Quote every line as written. Omit pictures.

(Records of labeled points)
§

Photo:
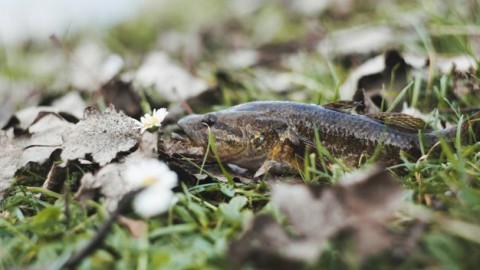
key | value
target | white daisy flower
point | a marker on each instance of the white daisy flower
(153, 121)
(158, 181)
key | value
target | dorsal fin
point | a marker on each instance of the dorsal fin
(343, 105)
(400, 121)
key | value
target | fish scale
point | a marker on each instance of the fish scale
(273, 136)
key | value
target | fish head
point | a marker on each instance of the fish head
(226, 130)
(241, 138)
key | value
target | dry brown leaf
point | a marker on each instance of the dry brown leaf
(102, 135)
(45, 138)
(10, 155)
(317, 214)
(122, 95)
(136, 228)
(110, 181)
(72, 103)
(23, 119)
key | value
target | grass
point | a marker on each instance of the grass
(42, 229)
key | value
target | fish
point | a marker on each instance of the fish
(274, 136)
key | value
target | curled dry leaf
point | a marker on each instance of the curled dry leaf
(110, 179)
(45, 138)
(122, 95)
(23, 119)
(102, 135)
(10, 155)
(377, 82)
(72, 103)
(316, 215)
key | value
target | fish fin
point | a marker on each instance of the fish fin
(400, 121)
(343, 105)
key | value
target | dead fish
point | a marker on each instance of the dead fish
(273, 136)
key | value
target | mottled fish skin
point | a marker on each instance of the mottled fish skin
(251, 134)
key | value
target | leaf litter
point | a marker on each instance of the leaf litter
(103, 136)
(363, 202)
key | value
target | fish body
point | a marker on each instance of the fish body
(273, 136)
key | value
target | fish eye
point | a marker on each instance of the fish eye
(209, 119)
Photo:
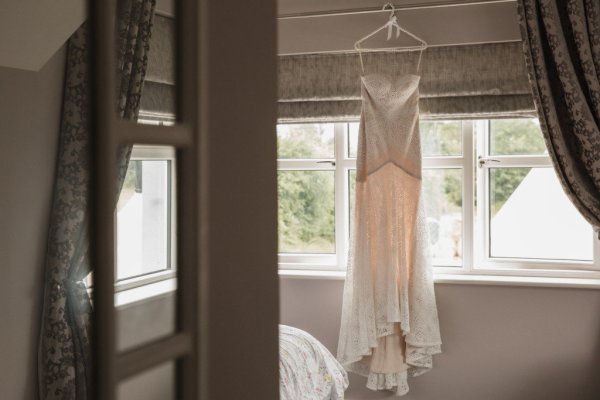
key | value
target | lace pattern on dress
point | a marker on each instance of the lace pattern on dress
(389, 285)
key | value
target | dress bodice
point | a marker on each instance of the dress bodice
(390, 122)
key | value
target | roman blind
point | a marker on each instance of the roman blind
(474, 81)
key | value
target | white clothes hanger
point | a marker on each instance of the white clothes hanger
(390, 26)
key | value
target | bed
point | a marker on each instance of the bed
(308, 371)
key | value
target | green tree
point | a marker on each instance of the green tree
(306, 198)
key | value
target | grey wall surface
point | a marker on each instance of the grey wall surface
(30, 104)
(500, 342)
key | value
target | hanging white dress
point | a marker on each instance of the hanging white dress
(389, 328)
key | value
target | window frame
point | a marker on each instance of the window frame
(475, 187)
(157, 153)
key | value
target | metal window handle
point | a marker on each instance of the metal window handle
(484, 160)
(327, 162)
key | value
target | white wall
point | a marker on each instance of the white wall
(30, 104)
(499, 342)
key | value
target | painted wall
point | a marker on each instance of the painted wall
(30, 104)
(500, 342)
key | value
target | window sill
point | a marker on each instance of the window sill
(145, 292)
(471, 279)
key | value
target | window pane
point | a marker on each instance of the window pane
(306, 212)
(531, 217)
(143, 220)
(305, 141)
(516, 137)
(441, 138)
(352, 139)
(442, 191)
(351, 192)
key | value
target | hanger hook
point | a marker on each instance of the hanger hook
(390, 6)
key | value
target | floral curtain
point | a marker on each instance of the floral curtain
(561, 42)
(64, 349)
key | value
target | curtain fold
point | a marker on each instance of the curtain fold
(64, 348)
(561, 44)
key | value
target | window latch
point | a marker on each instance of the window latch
(327, 162)
(484, 160)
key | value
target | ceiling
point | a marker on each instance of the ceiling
(31, 31)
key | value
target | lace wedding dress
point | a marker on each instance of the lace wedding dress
(389, 327)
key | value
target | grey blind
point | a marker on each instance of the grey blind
(456, 82)
(475, 81)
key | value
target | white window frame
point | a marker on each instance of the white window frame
(157, 153)
(474, 259)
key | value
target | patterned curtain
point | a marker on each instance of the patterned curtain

§

▶ **Solved problem**:
Photo:
key | value
target | white daisy flower
point | a marker on each instance of the white daisy flower
(153, 121)
(158, 181)
key | value
target | dorsal fin
point | a marker on each instance of the dorsal fin
(343, 105)
(400, 121)
key | value
target | fish scale
point | a marker on each instance of the fish scale
(273, 136)
key | value
target | fish head
point | a marker on each instance of the fish head
(226, 130)
(241, 138)
key | value
target | dry brown leaf
point | a marker on each instance of the dry brown leaf
(102, 135)
(45, 138)
(10, 155)
(317, 214)
(122, 95)
(136, 228)
(110, 181)
(72, 103)
(23, 119)
key | value
target | grass
point | a marker on each instance of the grass
(42, 229)
key | value
target | fish
point | a marker on each instance of the fish
(274, 136)
key | value
target | curled dry leaf
point | a marker on each instance of the curled dry leaf
(110, 179)
(45, 138)
(122, 95)
(23, 119)
(102, 135)
(10, 155)
(377, 82)
(72, 103)
(316, 215)
key | value
target | fish fin
point | a marker on each instance of the fish fin
(400, 121)
(343, 105)
key | value
target | dead fish
point | a marker on each instance of the dead fish
(273, 136)
key | value
target | mottled fish skin
point | a marker on each instance of the mottled fish skin
(251, 134)
key | value
target | leaf litter
point | a marker on each instance of the leaf litter
(103, 136)
(363, 202)
key | value
target | fish body
point | a marker on each instance of the fish body
(273, 136)
key | value
target | fish eye
point | a marker on each instance of the fish eye
(209, 119)
Photo:
key | value
target | lace pattern on dress
point | a marker on each instance of the lace pattern on dress
(389, 285)
key | value
target | dress bodice
point | a marker on each instance of the dress bodice
(390, 122)
key | value
target | roman blind
point | a marker on each instance of the roman blind
(474, 81)
key | value
target | white clothes hanger
point | a marker on each instance of the white clothes hanger
(390, 26)
key | value
target | bed
point | a marker on each instance of the bed
(308, 371)
key | value
target | green tree
point | a marker on each instance of the green tree
(306, 198)
key | value
target | grey wall surface
point | a marker on each instance of the grey wall surface
(30, 104)
(500, 342)
key | value
target | hanging white dress
point | a marker on each instance of the hanging white dress
(389, 328)
key | value
target | window frame
point | a marker on each instance of the window frame
(475, 187)
(157, 153)
key | value
target | metal window handle
point | a marker on each instance of the metal window handle
(484, 160)
(327, 162)
key | value
target | white wall
point | a marker on each instance of the white wall
(30, 104)
(499, 342)
key | value
target | painted wall
point | a marker on each instance of the painted wall
(30, 104)
(500, 342)
key | value
target | window sill
point | a marker on each instance of the window sill
(145, 292)
(471, 279)
key | value
target | window pane
point | a marker on each instance of the window pane
(306, 212)
(531, 217)
(143, 220)
(305, 141)
(516, 137)
(441, 138)
(352, 139)
(442, 191)
(351, 192)
key | value
target | hanger hook
point | a marker on each instance of the hanger hook
(390, 6)
key | value
target | floral curtain
point | a marker on each instance of the floral curtain
(561, 42)
(64, 349)
key | value
target | curtain fold
point | a marker on each instance of the curtain fold
(64, 348)
(561, 44)
key | value
target | window latch
point | a marker on each instance of the window latch
(327, 162)
(484, 160)
key | value
target | ceiling
point | a marker on each instance of the ceiling
(31, 31)
key | value
target | lace wedding dress
point | a marker on each instance of the lace wedding dress
(389, 327)
key | value
target | grey blind
point | a marker on each instance of the grey blind
(456, 82)
(475, 81)
key | value
target | white window frame
point | a marker on each instance of the white window frame
(157, 153)
(474, 259)
key | value
target | patterned curtain
point | a marker on each instance of the patterned curtain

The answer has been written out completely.